> [Work instructions] Which lines in the records contain the string "stone"? Report each of those lines in full, and treat uppercase and lowercase letters as different.

> [Raw records]
>>
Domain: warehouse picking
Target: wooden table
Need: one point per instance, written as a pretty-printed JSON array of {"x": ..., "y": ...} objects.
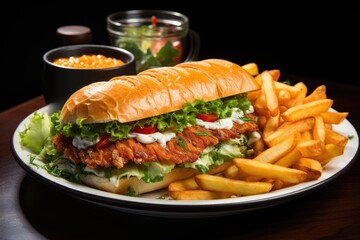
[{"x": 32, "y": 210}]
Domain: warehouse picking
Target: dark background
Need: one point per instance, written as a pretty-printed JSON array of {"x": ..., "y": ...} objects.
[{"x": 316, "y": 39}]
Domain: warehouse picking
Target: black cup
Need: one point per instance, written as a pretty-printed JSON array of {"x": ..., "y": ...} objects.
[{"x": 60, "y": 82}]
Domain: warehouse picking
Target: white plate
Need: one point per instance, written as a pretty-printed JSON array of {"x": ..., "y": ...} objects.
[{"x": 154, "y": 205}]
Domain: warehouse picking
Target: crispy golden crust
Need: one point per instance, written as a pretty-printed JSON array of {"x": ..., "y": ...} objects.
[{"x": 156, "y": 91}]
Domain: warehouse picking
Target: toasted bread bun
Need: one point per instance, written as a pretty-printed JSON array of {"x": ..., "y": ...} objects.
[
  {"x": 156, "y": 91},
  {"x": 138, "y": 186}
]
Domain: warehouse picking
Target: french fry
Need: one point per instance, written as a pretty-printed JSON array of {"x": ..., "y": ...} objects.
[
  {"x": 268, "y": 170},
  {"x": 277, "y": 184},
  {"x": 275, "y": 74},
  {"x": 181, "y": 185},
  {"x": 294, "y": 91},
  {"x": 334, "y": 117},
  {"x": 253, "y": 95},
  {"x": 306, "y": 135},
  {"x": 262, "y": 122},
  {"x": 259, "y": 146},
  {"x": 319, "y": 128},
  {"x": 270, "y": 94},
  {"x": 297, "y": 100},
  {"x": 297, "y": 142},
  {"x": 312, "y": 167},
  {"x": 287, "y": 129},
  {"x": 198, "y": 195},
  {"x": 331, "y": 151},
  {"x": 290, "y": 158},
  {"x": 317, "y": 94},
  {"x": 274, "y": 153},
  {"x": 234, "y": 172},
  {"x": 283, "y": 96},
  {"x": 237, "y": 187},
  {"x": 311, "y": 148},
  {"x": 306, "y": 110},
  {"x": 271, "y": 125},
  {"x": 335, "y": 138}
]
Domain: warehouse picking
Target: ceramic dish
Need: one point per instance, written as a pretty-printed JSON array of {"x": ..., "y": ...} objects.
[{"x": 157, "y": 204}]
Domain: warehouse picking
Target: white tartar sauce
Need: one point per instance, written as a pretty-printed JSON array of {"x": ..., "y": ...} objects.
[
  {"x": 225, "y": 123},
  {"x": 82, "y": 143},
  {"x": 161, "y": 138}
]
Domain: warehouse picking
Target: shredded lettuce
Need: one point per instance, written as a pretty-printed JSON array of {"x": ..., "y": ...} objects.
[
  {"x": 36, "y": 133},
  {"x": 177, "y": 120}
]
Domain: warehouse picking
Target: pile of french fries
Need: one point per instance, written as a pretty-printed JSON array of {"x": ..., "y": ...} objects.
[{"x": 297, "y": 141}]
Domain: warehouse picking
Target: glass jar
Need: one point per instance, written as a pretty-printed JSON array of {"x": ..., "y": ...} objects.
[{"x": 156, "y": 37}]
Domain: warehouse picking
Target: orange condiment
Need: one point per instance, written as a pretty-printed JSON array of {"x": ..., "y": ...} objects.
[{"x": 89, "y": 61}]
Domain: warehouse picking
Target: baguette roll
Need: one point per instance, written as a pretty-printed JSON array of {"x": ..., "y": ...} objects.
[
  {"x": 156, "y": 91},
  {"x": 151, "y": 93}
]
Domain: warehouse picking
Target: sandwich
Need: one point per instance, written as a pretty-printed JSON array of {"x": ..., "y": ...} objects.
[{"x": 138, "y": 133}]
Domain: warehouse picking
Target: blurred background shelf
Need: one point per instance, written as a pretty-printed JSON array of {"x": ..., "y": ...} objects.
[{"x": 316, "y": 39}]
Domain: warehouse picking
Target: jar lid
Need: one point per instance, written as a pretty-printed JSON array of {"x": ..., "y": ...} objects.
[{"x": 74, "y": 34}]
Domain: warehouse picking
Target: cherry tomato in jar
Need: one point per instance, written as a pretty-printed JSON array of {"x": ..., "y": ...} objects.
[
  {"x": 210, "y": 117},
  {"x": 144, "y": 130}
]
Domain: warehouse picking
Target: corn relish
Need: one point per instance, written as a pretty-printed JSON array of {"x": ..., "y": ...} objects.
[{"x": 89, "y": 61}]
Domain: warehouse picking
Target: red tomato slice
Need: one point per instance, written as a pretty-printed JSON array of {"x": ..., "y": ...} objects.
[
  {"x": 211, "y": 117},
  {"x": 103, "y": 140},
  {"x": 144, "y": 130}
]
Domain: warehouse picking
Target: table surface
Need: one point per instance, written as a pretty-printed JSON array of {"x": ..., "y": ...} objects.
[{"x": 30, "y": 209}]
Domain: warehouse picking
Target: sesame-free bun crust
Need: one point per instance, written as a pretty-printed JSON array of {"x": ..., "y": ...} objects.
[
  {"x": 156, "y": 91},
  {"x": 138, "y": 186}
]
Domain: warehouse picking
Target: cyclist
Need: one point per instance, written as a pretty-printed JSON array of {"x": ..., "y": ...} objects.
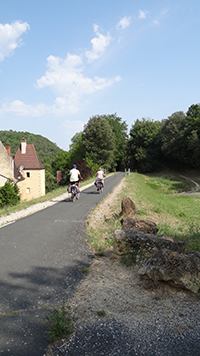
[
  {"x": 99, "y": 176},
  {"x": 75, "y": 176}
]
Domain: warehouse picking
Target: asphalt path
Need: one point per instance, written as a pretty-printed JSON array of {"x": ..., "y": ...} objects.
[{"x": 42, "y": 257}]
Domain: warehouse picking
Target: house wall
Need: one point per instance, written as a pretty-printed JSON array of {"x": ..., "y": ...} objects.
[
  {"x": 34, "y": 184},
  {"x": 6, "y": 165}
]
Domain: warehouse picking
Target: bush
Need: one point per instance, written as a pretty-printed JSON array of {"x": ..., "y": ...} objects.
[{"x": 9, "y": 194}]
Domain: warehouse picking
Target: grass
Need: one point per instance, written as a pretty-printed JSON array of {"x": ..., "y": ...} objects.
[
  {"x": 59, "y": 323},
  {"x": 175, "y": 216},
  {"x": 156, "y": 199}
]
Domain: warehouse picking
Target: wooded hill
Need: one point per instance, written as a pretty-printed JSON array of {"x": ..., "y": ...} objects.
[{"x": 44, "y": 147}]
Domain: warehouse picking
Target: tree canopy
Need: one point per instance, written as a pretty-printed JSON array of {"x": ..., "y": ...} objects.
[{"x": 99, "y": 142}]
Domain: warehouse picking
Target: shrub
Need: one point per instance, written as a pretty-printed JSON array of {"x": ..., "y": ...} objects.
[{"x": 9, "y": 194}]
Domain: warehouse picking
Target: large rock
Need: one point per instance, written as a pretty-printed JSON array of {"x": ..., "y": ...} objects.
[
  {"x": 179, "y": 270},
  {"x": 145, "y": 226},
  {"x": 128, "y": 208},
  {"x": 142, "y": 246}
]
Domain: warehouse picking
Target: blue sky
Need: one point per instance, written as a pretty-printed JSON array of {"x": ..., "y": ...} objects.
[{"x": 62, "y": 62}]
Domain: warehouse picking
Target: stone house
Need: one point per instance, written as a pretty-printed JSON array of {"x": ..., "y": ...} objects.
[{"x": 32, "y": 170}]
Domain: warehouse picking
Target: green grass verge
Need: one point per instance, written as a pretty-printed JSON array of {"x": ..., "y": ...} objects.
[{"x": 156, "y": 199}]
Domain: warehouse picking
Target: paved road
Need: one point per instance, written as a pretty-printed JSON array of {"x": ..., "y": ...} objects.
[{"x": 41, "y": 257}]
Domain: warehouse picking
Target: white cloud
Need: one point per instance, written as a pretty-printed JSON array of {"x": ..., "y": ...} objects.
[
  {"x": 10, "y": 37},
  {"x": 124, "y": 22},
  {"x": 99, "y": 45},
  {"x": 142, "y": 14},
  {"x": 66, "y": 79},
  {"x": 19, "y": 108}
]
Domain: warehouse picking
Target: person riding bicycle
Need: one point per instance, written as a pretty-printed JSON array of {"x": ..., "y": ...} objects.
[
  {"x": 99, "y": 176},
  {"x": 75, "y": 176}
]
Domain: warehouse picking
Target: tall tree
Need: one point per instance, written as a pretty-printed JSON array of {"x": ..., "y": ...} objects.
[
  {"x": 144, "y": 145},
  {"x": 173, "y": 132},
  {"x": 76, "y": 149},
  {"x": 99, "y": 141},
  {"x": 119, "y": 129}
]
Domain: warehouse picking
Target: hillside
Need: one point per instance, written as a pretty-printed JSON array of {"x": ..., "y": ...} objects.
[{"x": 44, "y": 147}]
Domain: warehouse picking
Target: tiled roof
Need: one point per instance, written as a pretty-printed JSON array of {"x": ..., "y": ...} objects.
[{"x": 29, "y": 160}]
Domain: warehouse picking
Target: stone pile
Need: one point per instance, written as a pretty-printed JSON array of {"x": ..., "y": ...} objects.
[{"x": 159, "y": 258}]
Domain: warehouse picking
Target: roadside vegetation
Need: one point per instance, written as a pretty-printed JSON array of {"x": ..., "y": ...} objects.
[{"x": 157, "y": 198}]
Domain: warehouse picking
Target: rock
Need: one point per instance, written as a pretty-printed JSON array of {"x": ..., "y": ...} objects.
<<
> [Answer to this exercise]
Target: stone house
Target: stone pile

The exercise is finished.